- **Supplied material**:
*** Begin section ***
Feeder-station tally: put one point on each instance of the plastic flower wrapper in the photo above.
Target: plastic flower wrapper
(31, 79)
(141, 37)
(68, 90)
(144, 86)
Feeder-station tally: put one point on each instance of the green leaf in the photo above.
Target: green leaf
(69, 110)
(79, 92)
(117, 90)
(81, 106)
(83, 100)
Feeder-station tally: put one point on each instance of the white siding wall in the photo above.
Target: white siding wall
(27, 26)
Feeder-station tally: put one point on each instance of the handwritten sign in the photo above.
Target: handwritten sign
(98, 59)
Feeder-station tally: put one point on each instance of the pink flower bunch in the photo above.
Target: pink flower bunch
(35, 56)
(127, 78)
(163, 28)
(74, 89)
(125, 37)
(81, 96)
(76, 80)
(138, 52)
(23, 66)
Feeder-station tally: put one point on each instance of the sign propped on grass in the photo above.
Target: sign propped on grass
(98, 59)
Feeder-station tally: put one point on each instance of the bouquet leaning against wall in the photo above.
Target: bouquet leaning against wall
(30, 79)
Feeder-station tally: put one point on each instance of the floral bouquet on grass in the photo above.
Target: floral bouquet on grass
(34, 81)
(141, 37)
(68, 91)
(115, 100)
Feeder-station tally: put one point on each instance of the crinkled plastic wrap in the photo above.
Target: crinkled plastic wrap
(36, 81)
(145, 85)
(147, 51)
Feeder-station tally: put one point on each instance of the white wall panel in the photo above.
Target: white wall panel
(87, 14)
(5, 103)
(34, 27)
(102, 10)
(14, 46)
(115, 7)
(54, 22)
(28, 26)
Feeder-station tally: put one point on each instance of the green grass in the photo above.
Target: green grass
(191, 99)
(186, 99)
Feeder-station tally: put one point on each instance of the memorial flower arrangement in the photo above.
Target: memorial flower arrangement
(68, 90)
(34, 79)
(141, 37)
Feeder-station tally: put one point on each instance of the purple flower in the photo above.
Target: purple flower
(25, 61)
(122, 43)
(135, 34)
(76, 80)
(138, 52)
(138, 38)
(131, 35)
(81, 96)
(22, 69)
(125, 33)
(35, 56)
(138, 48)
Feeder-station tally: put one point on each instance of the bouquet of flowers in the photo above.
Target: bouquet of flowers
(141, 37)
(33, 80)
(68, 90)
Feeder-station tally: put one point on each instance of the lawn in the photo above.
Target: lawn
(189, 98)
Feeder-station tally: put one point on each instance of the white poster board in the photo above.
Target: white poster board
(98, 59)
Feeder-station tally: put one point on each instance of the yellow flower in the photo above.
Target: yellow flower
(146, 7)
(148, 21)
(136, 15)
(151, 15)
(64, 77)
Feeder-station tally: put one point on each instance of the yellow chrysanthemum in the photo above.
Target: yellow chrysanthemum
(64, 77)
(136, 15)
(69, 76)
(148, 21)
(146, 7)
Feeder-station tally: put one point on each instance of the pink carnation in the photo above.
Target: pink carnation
*** End section ***
- **Assigned task**:
Copy each line of the data exactly, please.

- **Result of the exercise**:
Feeder-station tally: put one point on each instance of the plastic flower wrapper in the photo above.
Target: plastic flower wrapper
(31, 79)
(141, 37)
(68, 90)
(144, 86)
Feeder-station tally: put one point on each instance of the green leaf in the photo above.
Target: green leaf
(69, 110)
(79, 92)
(117, 90)
(81, 106)
(83, 100)
Feeder-station tally: put one point on each instance of the white siding wall in the photo above.
Target: white siding wall
(27, 26)
Feeder-station tally: put one point on each instance of the handwritten sign in the photo above.
Target: handwritten sign
(98, 59)
Feeder-station tally: put one point on each instance of the pink flower bunch in the photo above.
Target: pink flower bunch
(35, 56)
(127, 78)
(163, 28)
(74, 89)
(125, 37)
(81, 96)
(76, 80)
(138, 52)
(23, 66)
Feeder-station tally: put one point on each instance of the sign propped on grass in the photo above.
Target: sign propped on grass
(98, 59)
Feeder-station tally: put one point on each instance of the bouquet leaning against wall in the photo above.
Target: bouquet leaning against wall
(30, 79)
Feeder-station tally: put one point on each instance of the floral bouquet on grass in the photo above.
Target: floral bouquet on grass
(34, 81)
(141, 37)
(68, 91)
(115, 100)
Feeder-station tally: put one point on each instance of the crinkled plastic wrap in the photo above.
Target: crinkled plastic wrap
(36, 81)
(145, 85)
(147, 51)
Feeder-station tally: put one point on each instance of the white wall panel in the photo above.
Target: white wall panel
(87, 14)
(5, 103)
(34, 27)
(102, 10)
(14, 46)
(115, 7)
(54, 22)
(28, 26)
Feeder-station tally: put one point on each instance of the green grass in the photo above.
Target: green grass
(191, 99)
(186, 99)
Feeder-station tally: put one point on each instance of the memorial flower arrangement in the photo above.
Target: memorial flower arrangement
(68, 90)
(34, 79)
(141, 37)
Feeder-station tally: put one point on each instance of the purple flower in the photo above.
Target: purple flower
(25, 61)
(122, 43)
(135, 34)
(76, 80)
(138, 52)
(138, 38)
(131, 35)
(81, 96)
(22, 69)
(125, 33)
(35, 56)
(138, 48)
Feeder-station tally: put one point on each instance of the bouquet of flowers in the photo above.
Target: bouquet of flowers
(141, 37)
(33, 80)
(68, 90)
Feeder-station tally: put one point on each instance of the lawn in the photo above.
Target: lawn
(189, 98)
Feeder-station tally: put one point on each instance of the white poster board in the photo above.
Target: white poster board
(98, 59)
Feeder-station tally: put one point on each instance of the yellow flower in the photo above.
Target: yellow flower
(146, 7)
(148, 21)
(136, 15)
(151, 15)
(64, 77)
Feeder-station tally: put one point on each instance of the yellow chrysanthemum in the photo above.
Target: yellow chrysanthemum
(64, 77)
(136, 15)
(69, 76)
(148, 21)
(146, 7)
Feeder-station tally: put one point on each instance of the pink carnation in the photo above.
Target: pink carnation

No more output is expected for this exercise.